Directions for this task
Extract all data as written.

Extracted data
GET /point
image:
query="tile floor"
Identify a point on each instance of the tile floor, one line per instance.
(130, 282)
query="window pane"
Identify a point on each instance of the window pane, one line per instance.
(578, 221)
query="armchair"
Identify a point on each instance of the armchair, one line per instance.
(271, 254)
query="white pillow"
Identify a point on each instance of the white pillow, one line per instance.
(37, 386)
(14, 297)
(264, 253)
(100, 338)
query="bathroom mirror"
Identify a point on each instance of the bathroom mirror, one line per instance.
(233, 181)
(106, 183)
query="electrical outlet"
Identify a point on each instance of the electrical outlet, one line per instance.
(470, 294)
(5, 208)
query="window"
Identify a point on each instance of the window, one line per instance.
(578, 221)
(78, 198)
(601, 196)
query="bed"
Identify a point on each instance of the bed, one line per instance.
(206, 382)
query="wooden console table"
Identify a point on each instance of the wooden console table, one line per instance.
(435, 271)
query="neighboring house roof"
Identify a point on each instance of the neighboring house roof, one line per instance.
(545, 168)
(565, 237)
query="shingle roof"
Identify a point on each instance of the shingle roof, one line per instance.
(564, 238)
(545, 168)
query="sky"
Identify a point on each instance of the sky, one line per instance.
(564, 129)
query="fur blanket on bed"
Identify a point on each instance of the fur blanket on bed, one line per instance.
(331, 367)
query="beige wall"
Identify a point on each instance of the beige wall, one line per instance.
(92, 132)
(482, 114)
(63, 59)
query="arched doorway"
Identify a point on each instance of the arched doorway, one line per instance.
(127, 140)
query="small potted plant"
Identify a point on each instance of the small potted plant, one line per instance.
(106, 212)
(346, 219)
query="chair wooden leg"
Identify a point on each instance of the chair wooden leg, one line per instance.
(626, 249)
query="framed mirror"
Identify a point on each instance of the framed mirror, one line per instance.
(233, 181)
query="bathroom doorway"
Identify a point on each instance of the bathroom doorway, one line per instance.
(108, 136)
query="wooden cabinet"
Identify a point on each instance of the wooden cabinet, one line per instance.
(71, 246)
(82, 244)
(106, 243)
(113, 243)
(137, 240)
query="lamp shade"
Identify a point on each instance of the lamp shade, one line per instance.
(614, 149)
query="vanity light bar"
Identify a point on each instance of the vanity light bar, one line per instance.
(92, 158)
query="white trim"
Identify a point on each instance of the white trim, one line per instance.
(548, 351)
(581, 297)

Written solution
GET /point
image:
query="tile floor"
Identify a point on each instance of the tile floor, one line per instance.
(130, 282)
query="window pane"
Identify a point on each instance of the window pane, one line per instance.
(578, 221)
query="armchair"
Identify a point on each instance of the armchair, one line per instance.
(271, 254)
query="white pillow"
Identify a point on each instance of the white pillow, one line per instance.
(37, 386)
(14, 297)
(264, 253)
(100, 338)
query="bathroom mirror"
Identify a point on each instance of the bathroom mirror, one line per instance.
(233, 181)
(106, 183)
query="electrical outlet"
Identify a point on each instance of the electrical outlet, one line per instance.
(470, 294)
(5, 208)
query="window"
Identify a point on each instance of the window, one line per instance.
(578, 221)
(78, 198)
(601, 196)
query="bed"
Identify a point on each instance of the bed, one line per instance.
(206, 382)
query="wooden console table"
Identify a point on each instance of the wooden console table, one line per instance.
(435, 271)
query="neighboring house roof"
Identify a point on each instance of the neighboring house roof, one line per instance.
(545, 168)
(565, 237)
query="shingle roof"
Identify a point on each instance of the shingle roof, one line per instance.
(564, 238)
(545, 168)
query="sky"
Identify a point on each instance of the sky, one line per instance.
(564, 129)
query="fur blanket on bed"
Identify a point on each instance of the fur blanket on bed, one line per instance.
(331, 367)
query="beige wall"
Identify a point on each instance of the beige wall, one line per instance.
(92, 132)
(482, 114)
(63, 59)
query="arched doorway"
Identify a point on each instance of the arched doorway, one line per instance.
(127, 140)
query="small potted plant"
Identify a point on each instance of the small potted plant, one line per instance.
(106, 212)
(346, 219)
query="chair wooden leg"
Identify a point on each instance of the chair wooden leg, one line per instance.
(626, 249)
query="framed mirror"
Identify a point on each instance of the framed mirror, one line per instance.
(233, 181)
query="bathroom doorway"
Identify a point on each instance of the bathroom doorway, one line per instance.
(108, 136)
query="wooden cabinet"
Identify a point on each instance of the wooden cabinet, one line per instance.
(71, 246)
(82, 244)
(106, 243)
(113, 243)
(137, 240)
query="lamp shade"
Identify a point on each instance of the lamp shade, one line per instance.
(614, 149)
query="vanity light bar"
Identify a point on each instance of the vanity light bar, one line per instance.
(92, 158)
query="white trim"
Identify a point on each instance of the white trim, one line per instance.
(548, 351)
(581, 297)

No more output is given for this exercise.